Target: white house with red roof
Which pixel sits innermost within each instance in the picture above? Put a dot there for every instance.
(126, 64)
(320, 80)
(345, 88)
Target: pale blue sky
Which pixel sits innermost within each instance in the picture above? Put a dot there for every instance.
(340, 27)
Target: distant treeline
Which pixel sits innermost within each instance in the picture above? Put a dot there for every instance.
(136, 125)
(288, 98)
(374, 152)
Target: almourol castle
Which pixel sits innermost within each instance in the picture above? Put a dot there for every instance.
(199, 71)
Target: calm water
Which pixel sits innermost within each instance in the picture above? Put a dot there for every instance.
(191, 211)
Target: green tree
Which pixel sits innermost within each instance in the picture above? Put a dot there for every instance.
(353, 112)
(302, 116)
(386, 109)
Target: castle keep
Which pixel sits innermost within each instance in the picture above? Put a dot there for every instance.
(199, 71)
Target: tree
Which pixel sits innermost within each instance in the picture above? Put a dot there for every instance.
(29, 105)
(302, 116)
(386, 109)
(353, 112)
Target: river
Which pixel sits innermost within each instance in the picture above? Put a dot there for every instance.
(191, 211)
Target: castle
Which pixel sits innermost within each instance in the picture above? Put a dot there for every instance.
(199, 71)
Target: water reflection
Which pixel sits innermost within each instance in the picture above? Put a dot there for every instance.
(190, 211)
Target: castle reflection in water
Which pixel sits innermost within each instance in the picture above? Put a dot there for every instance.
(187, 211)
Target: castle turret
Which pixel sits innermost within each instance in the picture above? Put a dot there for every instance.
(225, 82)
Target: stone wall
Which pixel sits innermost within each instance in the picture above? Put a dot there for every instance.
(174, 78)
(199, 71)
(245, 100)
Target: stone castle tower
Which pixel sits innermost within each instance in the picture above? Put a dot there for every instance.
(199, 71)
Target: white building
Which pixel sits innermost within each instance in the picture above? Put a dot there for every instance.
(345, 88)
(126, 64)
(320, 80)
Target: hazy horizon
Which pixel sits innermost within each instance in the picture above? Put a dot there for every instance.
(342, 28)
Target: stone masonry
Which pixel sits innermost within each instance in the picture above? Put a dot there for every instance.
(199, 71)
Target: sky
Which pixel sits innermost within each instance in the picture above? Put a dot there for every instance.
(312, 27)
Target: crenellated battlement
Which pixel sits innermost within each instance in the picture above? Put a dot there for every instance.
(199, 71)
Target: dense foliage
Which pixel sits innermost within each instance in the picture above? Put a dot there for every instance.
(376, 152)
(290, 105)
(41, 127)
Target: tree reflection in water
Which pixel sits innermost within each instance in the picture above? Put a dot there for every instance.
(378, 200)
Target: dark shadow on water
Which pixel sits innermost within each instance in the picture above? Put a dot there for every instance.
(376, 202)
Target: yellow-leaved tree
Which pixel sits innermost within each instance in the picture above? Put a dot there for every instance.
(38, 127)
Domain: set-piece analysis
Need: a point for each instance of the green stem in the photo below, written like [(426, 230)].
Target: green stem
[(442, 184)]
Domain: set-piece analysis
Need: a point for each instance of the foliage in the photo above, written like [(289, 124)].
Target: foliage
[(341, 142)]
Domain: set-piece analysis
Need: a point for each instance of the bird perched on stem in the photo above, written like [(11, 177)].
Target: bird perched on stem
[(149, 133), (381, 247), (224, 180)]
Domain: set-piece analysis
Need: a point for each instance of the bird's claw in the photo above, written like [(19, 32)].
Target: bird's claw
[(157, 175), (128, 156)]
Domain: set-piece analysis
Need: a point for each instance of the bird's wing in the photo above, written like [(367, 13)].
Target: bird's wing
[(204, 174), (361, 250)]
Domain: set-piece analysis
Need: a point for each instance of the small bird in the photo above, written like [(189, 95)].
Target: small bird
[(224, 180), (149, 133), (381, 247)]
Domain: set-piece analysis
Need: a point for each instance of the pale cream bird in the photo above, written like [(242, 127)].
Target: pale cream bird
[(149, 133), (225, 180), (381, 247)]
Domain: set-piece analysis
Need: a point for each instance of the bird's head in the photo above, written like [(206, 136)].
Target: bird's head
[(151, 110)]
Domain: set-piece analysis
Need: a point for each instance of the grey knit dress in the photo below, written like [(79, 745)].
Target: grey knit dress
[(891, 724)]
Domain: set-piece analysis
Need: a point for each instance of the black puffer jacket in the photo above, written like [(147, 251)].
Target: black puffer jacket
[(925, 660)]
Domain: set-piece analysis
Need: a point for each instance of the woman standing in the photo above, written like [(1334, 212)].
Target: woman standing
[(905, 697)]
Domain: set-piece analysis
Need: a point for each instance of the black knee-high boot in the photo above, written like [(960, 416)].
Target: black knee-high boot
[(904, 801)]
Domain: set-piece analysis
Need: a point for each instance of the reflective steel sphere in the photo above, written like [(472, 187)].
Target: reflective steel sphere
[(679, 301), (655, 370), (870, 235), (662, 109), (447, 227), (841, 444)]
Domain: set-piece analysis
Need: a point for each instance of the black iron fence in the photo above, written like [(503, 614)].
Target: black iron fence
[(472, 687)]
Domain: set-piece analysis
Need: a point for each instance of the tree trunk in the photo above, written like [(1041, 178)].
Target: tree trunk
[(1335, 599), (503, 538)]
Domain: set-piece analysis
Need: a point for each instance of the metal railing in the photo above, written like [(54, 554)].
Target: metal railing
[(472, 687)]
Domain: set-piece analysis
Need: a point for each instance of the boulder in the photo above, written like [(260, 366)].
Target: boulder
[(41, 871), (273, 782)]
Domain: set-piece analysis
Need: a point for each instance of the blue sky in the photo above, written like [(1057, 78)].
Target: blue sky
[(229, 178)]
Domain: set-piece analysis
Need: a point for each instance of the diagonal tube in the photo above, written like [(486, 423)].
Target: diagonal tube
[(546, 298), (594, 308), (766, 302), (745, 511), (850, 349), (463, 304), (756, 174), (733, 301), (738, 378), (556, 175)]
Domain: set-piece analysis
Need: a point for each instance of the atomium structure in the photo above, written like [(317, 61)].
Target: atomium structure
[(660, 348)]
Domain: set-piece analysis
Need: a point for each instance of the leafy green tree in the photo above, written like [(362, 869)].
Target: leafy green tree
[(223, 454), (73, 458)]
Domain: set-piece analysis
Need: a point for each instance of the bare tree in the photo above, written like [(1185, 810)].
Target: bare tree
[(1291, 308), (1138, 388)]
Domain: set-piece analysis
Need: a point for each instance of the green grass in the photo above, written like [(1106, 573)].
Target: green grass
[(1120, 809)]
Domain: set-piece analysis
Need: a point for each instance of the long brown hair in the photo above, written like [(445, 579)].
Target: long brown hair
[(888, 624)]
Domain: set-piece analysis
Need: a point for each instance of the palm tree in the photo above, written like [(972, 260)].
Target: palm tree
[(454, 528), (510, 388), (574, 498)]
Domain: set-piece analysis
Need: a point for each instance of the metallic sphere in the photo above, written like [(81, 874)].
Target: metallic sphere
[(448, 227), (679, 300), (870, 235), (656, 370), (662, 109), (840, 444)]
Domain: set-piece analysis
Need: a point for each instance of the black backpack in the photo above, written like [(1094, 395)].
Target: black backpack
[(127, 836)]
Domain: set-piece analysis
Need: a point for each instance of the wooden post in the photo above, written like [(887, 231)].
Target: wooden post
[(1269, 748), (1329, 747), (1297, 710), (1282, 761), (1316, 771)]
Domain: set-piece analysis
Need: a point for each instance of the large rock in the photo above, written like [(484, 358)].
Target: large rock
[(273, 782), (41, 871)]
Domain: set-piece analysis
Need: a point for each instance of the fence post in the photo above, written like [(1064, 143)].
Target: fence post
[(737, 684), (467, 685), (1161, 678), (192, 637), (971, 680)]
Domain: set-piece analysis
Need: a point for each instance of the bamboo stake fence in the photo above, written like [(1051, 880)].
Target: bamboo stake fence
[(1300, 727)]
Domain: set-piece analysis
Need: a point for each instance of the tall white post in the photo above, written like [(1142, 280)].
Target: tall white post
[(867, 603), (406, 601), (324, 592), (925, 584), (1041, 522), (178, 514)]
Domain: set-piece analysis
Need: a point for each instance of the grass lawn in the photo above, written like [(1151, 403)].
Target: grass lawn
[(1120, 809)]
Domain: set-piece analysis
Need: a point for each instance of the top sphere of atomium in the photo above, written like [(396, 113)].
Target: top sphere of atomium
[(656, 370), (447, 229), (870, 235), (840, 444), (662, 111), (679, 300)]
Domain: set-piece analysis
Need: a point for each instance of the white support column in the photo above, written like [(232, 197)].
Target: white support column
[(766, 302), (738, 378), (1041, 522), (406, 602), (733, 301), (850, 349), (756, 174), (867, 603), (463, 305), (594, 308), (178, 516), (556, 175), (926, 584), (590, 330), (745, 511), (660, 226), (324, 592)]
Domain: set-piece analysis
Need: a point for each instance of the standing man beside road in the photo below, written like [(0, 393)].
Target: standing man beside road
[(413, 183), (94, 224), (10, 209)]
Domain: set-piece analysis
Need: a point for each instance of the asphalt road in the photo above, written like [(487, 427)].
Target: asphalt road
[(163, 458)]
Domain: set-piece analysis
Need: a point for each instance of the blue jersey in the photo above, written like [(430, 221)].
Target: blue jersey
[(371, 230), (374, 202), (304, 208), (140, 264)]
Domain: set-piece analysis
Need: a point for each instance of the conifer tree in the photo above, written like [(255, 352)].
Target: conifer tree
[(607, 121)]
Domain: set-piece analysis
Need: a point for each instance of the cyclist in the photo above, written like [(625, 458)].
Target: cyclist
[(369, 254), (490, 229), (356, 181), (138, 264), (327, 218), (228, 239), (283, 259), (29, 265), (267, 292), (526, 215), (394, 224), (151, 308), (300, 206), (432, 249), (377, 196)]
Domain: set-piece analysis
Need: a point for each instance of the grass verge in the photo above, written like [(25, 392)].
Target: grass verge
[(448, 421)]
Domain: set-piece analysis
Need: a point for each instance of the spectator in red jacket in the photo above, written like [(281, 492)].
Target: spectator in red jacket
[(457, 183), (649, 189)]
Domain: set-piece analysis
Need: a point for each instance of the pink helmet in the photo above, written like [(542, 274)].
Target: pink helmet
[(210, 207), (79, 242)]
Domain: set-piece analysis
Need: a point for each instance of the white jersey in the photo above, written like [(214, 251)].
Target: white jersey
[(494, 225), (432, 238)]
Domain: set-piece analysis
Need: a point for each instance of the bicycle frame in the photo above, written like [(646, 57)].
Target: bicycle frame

◇ ◇ ◇

YOUR TASK -
Check each line of the material for the string "below", then state how many lines have it and nothing more.

RESPONSE AREA -
3